Solve maze tasks and compute shortest routes
Quick Overview
This multi-part question evaluates proficiency in grid-based pathfinding and shortest-path reasoning, debugging and incremental code extension, handling weighted or multi-target graph variants, ordered route planning across multiple targets, and array-based techniques for detecting duplicate and missing elements, situating it within the coding & algorithms domain that spans graph theory and array/data-structure problems. It is commonly asked to assess both practical implementation ability and algorithmic reasoning under constraints (such as large grids and input sizes), testing conceptual understanding of search and complexity trade-offs as well as practical application and optimization in code.
You are given two coding exercises from an interview loop.
Problem A: Incremental “maze” codebase tasks (AI-assisted)
You inherit an existing codebase that models a maze as a 2D grid and exposes a function to navigate from a start cell to a target cell.
-
The maze is a matrix of characters:
-
'.'= open cell -
'#'= wall -
'S'= start (exactly one) -
'T'= target (exactly one)
-
- Movement: 4-directional (up/down/left/right), each move costs 1.
You will be asked to complete 4 sequential tasks, each building on the previous one:
-
Fix bugs
in the existing pathfinding logic (e.g., incorrect boundary checks, visited-handling, or queue/stack usage) so that it correctly determines whether
Tis reachable fromS. -
Extend the function to return the
length of the shortest path
from
StoT(or-1if unreachable). - Extend it to return one valid shortest path as a list of coordinates (or moves), not just the length.
-
Add one new feature to the maze model (example features an interviewer might choose):
- support multiple targets and return the nearest,
- support weighted terrain (different move costs),
- support portals/teleporters marked by matching letters.
Clarify any ambiguous requirements with the interviewer. Implement the required functions and explain how you validated correctness.
Problem B: Route planning to visit cells in increasing order
You are given an m x n grid of integers:
-
0= blocked cell -
1= empty traversable cell -
>1= a “tree” (or work item) with a height/value
You start at (0,0) and can move 4-directionally. You must visit and “process” all cells with value > 1 in increasing order of value. Processing a tree does not change traversability.
Return the minimum total number of steps to process all trees in order, or -1 if any required tree is unreachable at the time it must be processed.
Problem C: Find the duplicate and missing number
You are given an array nums of length n that should contain every integer from 1 to n exactly once, but instead:
- one number is duplicated, and
- one number is missing.
Return [duplicate, missing].
Constraints (for all problems)
Assume m, n <= 10^3 for grid problems and n <= 10^5 for the array problem unless otherwise stated by the interviewer.

▶ **EXTRACTED MATERIAL**:
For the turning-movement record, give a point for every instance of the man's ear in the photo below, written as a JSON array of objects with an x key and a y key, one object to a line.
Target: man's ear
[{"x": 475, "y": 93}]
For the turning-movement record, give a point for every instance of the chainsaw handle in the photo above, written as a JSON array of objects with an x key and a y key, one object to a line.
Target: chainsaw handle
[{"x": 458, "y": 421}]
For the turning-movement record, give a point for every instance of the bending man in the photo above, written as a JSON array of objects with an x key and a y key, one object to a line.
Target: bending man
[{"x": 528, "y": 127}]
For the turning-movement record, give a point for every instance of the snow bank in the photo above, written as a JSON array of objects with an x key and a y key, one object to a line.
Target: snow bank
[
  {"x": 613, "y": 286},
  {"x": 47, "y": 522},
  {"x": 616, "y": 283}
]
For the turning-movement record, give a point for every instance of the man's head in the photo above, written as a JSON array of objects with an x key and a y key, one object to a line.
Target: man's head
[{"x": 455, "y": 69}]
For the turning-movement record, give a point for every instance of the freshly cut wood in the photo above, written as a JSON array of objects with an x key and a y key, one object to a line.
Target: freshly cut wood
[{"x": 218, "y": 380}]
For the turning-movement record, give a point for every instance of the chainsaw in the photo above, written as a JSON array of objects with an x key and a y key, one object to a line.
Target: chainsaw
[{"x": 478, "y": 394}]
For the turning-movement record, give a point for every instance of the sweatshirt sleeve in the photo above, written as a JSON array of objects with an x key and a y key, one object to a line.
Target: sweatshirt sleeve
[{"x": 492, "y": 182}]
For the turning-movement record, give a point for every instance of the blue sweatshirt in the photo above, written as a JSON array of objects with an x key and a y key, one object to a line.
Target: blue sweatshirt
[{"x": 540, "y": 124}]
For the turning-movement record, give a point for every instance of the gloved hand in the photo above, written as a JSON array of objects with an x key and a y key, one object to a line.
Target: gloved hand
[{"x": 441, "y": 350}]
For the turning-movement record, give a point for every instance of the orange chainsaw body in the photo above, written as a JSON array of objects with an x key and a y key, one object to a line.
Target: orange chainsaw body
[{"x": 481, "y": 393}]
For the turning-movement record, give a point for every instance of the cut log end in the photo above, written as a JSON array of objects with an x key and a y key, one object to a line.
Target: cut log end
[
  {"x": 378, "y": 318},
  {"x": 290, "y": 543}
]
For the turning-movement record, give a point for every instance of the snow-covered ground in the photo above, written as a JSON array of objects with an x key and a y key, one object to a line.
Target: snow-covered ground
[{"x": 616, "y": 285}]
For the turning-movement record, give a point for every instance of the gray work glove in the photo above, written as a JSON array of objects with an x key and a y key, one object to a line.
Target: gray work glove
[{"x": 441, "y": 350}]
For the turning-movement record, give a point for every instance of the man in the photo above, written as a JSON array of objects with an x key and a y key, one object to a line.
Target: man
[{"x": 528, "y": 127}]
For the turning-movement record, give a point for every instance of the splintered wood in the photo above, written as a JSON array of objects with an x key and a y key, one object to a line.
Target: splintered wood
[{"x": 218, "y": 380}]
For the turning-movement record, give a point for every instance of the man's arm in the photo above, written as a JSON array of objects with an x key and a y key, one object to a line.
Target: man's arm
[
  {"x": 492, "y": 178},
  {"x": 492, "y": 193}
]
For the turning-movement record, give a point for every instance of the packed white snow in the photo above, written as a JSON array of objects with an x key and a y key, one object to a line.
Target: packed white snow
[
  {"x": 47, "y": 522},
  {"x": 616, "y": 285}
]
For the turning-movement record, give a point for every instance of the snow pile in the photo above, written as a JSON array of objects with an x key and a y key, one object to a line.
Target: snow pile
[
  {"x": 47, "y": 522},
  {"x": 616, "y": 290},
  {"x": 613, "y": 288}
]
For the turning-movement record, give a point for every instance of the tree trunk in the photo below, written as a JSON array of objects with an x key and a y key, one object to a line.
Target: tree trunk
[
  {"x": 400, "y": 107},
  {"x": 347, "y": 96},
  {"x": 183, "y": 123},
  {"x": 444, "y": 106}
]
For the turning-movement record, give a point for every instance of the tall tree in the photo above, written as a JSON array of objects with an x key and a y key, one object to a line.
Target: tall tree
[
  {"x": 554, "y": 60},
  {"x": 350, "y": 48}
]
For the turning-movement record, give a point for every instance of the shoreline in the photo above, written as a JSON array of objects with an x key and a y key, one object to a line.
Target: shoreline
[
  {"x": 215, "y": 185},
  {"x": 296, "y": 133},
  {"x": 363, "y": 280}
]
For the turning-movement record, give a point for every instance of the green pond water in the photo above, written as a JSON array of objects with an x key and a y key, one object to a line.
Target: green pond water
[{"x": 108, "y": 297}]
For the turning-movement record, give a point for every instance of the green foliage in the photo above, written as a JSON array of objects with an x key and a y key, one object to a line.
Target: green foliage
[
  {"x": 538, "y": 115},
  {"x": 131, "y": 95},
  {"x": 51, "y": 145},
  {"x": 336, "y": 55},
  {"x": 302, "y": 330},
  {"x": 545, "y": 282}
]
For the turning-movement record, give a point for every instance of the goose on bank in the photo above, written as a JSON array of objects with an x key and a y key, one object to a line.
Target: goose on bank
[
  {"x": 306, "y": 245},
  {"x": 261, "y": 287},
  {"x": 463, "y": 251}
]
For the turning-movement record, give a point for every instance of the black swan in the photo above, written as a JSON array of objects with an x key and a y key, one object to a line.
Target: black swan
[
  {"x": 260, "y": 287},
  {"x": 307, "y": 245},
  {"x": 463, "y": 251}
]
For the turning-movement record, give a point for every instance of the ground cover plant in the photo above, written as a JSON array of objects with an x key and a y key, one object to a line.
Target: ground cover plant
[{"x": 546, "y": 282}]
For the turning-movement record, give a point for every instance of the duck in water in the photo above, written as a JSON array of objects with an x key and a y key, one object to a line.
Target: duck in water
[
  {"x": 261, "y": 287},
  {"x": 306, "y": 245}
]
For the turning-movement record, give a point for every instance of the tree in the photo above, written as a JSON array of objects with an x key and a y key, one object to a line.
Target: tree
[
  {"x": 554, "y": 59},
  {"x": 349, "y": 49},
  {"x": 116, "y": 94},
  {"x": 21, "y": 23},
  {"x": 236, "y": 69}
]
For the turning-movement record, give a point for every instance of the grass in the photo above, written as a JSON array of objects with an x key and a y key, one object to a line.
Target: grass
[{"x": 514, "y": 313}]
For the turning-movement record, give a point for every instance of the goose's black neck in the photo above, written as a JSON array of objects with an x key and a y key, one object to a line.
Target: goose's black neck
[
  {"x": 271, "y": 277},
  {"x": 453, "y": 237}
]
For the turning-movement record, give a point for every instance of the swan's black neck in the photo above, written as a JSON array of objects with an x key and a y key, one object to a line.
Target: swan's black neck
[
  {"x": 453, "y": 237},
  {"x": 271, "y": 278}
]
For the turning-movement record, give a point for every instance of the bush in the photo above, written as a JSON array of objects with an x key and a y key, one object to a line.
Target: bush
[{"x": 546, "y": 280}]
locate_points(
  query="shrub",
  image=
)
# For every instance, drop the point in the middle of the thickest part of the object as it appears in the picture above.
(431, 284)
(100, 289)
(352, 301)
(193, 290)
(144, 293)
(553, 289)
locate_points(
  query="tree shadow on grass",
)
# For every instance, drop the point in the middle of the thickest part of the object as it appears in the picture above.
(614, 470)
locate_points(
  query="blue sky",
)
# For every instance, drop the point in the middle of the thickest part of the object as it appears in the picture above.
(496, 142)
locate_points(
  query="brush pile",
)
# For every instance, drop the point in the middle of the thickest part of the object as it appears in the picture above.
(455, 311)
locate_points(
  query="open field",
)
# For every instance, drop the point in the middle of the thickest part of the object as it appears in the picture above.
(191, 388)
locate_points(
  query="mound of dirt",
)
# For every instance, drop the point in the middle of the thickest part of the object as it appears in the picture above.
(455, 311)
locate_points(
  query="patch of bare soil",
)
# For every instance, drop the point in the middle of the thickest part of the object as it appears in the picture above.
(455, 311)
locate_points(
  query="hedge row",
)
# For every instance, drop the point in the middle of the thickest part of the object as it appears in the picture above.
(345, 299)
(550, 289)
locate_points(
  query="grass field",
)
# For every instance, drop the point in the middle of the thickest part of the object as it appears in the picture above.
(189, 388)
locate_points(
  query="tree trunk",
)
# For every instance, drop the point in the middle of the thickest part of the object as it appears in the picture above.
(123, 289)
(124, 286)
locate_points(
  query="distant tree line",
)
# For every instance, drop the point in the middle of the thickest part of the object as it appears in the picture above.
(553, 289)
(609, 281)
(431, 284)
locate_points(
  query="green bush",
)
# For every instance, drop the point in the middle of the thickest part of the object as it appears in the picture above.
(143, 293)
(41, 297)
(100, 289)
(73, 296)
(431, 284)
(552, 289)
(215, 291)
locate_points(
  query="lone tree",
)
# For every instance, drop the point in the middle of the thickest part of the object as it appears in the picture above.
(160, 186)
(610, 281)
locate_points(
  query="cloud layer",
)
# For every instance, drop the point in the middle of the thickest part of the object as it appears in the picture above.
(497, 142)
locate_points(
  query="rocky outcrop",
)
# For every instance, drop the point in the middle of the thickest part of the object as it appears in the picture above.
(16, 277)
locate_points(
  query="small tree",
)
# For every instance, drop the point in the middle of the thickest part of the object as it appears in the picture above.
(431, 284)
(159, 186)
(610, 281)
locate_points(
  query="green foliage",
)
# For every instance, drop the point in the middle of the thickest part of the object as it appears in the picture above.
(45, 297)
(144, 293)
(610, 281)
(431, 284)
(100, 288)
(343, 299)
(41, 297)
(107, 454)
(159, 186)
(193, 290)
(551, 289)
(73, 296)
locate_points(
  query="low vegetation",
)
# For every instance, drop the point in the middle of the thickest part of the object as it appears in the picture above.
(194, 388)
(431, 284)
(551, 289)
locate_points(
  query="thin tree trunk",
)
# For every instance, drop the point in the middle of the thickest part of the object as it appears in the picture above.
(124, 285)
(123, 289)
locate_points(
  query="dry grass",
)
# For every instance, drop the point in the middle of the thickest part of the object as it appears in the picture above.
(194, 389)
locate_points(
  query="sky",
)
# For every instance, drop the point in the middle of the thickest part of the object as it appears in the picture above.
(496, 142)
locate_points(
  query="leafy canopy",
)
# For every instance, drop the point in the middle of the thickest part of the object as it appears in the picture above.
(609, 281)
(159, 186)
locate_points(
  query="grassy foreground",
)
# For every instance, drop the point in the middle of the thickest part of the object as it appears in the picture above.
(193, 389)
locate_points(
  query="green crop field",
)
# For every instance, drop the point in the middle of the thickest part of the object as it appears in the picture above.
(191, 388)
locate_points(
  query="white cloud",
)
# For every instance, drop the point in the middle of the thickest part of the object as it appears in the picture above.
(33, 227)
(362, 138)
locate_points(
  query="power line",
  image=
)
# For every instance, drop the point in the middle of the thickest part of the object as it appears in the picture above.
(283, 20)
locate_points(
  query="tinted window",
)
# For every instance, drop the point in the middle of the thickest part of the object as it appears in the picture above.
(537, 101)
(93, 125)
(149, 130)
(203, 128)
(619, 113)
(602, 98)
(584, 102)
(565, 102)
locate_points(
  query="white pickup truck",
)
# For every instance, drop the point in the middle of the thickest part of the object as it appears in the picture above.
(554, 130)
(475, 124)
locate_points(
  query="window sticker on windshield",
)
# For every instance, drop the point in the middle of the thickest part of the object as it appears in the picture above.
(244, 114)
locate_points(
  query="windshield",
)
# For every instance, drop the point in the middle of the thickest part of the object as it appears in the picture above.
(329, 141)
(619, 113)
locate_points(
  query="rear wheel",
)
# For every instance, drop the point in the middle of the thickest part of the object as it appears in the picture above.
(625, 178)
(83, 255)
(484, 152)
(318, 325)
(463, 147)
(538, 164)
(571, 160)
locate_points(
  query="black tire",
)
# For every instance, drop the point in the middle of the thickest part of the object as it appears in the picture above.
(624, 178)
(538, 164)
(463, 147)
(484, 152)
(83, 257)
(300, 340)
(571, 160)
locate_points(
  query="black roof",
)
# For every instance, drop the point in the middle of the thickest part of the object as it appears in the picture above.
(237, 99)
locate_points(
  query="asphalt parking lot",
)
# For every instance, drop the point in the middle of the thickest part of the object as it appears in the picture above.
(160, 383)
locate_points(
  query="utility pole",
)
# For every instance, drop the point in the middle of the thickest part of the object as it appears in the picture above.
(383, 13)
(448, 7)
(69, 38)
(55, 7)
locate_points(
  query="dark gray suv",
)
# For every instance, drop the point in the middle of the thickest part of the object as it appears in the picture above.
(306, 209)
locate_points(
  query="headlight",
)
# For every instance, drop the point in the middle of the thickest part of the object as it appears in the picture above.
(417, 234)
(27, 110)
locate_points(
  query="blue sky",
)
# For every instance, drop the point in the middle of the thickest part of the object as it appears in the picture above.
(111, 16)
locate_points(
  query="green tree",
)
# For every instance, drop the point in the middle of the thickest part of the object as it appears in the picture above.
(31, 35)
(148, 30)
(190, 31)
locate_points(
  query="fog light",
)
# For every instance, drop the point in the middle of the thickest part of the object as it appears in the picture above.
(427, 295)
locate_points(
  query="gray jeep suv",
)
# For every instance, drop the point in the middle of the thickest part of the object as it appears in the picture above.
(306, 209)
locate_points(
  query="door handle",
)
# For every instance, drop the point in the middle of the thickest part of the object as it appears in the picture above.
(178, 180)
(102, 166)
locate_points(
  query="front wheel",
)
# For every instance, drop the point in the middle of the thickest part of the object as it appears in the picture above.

▶ **ACTIVITY A**:
In the coding exercise text, at which cell does movement begin in Problem B?
▶ **ACTIVITY B**:
List every character used in the maze matrix in the coding exercise text, together with what each one represents.

▶ **TASK SOLUTION A**:
At (0,0).

▶ **TASK SOLUTION B**:
- '.': open cell
- '#': wall
- 'S': start (exactly one)
- 'T': target (exactly one)